▸ **Stated problem**:
Collect every line below that contains the word "lying", and copy each one in full.

▸ **Information provided**:
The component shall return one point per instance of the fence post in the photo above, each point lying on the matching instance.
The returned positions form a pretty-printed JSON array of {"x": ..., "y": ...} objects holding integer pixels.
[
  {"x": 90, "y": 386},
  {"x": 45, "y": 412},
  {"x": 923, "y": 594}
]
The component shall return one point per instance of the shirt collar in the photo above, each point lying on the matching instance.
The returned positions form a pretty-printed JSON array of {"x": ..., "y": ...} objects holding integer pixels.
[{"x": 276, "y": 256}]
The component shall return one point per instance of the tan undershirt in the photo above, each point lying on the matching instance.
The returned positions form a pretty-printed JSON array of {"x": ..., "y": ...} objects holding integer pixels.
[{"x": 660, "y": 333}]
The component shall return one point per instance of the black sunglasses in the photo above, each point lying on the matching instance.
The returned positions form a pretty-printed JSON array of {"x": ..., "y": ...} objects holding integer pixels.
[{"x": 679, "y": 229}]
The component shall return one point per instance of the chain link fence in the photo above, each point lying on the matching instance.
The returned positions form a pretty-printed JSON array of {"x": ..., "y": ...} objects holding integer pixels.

---

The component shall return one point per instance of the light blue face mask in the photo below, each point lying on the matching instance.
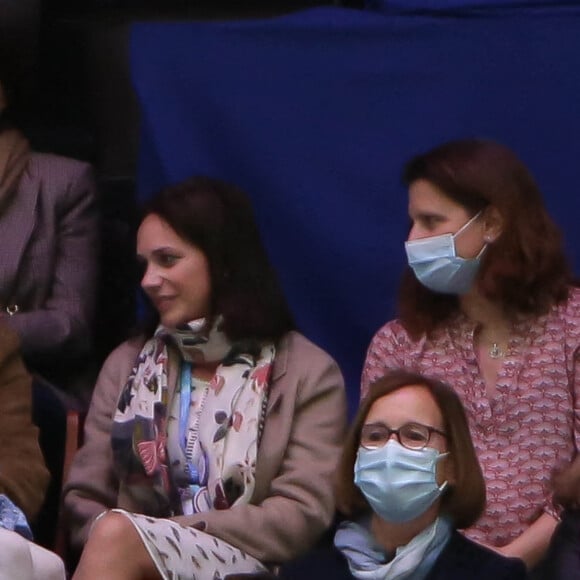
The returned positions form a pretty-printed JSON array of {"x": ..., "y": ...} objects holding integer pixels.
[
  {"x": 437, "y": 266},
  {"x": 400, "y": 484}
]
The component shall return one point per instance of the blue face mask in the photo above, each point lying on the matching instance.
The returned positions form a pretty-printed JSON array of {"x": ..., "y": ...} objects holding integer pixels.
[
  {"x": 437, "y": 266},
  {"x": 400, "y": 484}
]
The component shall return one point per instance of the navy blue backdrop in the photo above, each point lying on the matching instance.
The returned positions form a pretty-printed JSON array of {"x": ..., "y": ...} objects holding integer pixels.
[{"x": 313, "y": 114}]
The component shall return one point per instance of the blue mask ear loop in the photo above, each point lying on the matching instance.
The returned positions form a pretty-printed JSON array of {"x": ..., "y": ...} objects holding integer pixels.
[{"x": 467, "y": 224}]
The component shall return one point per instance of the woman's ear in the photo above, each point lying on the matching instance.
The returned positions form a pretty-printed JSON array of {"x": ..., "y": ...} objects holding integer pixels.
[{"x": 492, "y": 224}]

▸ **Response below**:
The component shall return one point per instance of the fence post in the photo above, each point lying on the matching instance.
The component shall return one point per instance of the shirt collar in the photo above, each point lying on the matching instance.
The component shall return one point per instance of the tan undershirt in the photo above, each point lying on the matching instance.
The component shall return one point per instance of the black sunglasses in the photo above, each point lying on the matching instance.
The component shall return one point per instance of the chain link fence in the photo above, each point lying on the matching instance.
The component shall return one point per instance of the light blue face mask in the photo below, each point lying on the matching instance.
The component shall return one point per instance of the blue face mask in the photo above, each point lying on the matching instance.
The component shall return one point per instance of the navy blue backdrop in the photo above, each point lying on the matching instance.
The component shall return one point per instance of the blue mask ear loop in the photo above, each point lying on the matching instance.
The component shall return one point per instance of the woman's ear in the photo above, each point lying on the matching instance.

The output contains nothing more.